I had to add this hack to get some tests in Phoenix to pass:
https://github.com/stoty/hbase/tree/PHOENIX_DUMMY_CELL_WORKAROUND


>
> That is the whole purpose of the dummy result, that is, not to scan the
> rows that have been scanned already. This allows Phoenix to make progress
> in the presence of table region movements, otherwise every time a region
> moves or splits, Phoenix has to scan the region from the row key of the
> last valid result from this region instead of the last scanned row. What is
> the problem with this? Consider a large region and a scan with a very
> selective filter such that a large number of rows need to be scanned before
> returning a valid row. One can create a sequence of region movements that
> prevents Phoenix from making any progress for this scan


Thanks for the explanation.

I'm not questioning the usefulness of the paging design.
The HBase community also agrees, so they have added this feature natively
in
HBase 2 in the form of the heartbeat/cursor feature.

.
>
> Please note that Phoenix has some complex logic on the server side for
> handling various SQL language features including grouping, aggregating,
> sorting and joining. Implementing paging is much more complex in Phoenix
> than implementing keep alive and ScannerContext in HBase. Either you
> discovered an issue in Phoenix paging or a compatibility issue between
> HBase 2 and HBase 3. I suggest that we understand what the issue is first
> before replacing the dummy result.
>

It is the latter.

________________

WRITTEN EXERCISE:
From the Phoenix paging thread, extract the text between "The HBase community" and "the dummy result.", inclusive, word for word.

Data extracted from a collection:
________________

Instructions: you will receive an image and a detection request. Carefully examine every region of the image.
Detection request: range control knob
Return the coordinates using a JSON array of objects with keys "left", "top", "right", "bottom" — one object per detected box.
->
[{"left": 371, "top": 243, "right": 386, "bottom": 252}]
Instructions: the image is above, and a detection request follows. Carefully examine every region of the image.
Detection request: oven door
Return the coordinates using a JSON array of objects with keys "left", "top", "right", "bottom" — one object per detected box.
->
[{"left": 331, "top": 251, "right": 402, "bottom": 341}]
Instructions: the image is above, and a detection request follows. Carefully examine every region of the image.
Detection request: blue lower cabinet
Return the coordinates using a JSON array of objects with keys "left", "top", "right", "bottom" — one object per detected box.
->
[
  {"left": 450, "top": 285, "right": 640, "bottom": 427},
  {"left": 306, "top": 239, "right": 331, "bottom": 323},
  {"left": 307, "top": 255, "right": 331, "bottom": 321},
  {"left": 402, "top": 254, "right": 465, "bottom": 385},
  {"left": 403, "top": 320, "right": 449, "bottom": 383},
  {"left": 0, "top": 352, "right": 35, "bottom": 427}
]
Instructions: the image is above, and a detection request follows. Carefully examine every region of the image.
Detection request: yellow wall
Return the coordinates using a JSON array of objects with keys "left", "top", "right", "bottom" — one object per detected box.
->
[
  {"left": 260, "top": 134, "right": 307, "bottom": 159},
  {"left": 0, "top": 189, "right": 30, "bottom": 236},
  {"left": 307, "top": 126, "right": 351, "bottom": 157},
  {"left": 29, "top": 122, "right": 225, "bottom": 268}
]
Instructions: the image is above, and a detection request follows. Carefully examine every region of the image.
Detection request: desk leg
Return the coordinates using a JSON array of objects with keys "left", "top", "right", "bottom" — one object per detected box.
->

________________

THE COMPLETED TASK:
The HBase community also agrees, so they have added this feature natively
in
HBase 2 in the form of the heartbeat/cursor feature.

.
>
> Please note that Phoenix has some complex logic on the server side for
> handling various SQL language features including grouping, aggregating,
> sorting and joining. Implementing paging is much more complex in Phoenix
> than implementing keep alive and ScannerContext in HBase. Either you
> discovered an issue in Phoenix paging or a compatibility issue between
> HBase 2 and HBase 3. I suggest that we understand what the issue is first
> before replacing the dummy result.